-------- RECORDS TO USE --------

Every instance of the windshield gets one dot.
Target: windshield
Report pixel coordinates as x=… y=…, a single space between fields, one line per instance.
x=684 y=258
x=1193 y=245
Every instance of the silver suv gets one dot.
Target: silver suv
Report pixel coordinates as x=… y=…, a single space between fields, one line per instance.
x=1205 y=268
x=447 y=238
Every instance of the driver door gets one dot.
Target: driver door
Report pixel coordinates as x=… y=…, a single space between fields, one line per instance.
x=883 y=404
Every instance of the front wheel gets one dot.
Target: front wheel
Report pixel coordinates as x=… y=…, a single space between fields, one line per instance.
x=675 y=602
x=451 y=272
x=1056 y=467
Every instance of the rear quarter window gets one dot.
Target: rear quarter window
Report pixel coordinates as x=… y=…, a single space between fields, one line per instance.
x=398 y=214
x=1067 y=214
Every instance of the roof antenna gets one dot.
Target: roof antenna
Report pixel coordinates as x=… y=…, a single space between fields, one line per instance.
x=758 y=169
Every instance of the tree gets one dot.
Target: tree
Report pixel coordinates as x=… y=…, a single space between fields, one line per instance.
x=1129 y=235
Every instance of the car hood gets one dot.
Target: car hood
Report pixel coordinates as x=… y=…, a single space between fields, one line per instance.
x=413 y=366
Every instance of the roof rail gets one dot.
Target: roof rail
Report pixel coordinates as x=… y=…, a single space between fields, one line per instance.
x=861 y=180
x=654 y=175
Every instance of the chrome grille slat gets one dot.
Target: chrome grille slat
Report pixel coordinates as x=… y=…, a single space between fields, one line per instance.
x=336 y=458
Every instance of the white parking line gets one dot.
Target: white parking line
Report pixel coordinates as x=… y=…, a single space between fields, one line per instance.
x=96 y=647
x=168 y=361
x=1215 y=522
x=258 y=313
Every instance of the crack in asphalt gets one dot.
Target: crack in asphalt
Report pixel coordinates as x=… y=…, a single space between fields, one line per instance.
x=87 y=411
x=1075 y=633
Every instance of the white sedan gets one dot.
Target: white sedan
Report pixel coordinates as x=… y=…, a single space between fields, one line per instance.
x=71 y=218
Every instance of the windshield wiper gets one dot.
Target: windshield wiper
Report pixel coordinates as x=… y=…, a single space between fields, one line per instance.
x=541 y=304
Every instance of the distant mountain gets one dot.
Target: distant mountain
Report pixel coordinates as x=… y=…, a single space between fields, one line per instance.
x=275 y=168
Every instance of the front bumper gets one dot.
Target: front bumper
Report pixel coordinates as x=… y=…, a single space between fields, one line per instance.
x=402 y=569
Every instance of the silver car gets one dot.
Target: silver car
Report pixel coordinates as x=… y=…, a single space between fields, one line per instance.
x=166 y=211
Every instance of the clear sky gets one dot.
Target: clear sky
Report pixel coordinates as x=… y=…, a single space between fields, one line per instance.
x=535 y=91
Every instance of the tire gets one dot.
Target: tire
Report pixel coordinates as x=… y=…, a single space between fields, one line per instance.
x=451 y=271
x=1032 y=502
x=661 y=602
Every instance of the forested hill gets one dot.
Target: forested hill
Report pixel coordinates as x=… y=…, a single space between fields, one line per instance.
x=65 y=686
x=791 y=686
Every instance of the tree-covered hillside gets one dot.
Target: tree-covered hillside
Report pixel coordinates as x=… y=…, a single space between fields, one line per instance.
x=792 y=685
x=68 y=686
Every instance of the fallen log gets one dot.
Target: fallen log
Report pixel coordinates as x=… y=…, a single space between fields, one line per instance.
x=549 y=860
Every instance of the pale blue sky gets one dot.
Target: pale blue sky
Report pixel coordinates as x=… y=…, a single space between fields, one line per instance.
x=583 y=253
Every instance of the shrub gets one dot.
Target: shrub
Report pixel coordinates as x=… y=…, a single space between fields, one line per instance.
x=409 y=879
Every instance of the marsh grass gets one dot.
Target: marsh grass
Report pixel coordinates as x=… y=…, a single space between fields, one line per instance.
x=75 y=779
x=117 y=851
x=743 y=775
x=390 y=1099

--------

[TASK DETAILS]
Could you write out again the part that opens with the line containing "Every instance of the white parking" and closes with the line containing "x=1075 y=633", requests included, offsetting every pixel coordinate in the answers by 38?

[RESPONSE]
Every instance of the white parking line gets one dot.
Target: white parking line
Report pixel coordinates as x=… y=…, a single space between fields, one line per instance.
x=134 y=685
x=206 y=399
x=1253 y=560
x=296 y=351
Every instance of the crack in asphalt gets one dot.
Target: crack in asphalt
Report pixel coordinates as x=… y=…, a single space between fields, one line per instance.
x=125 y=449
x=1113 y=671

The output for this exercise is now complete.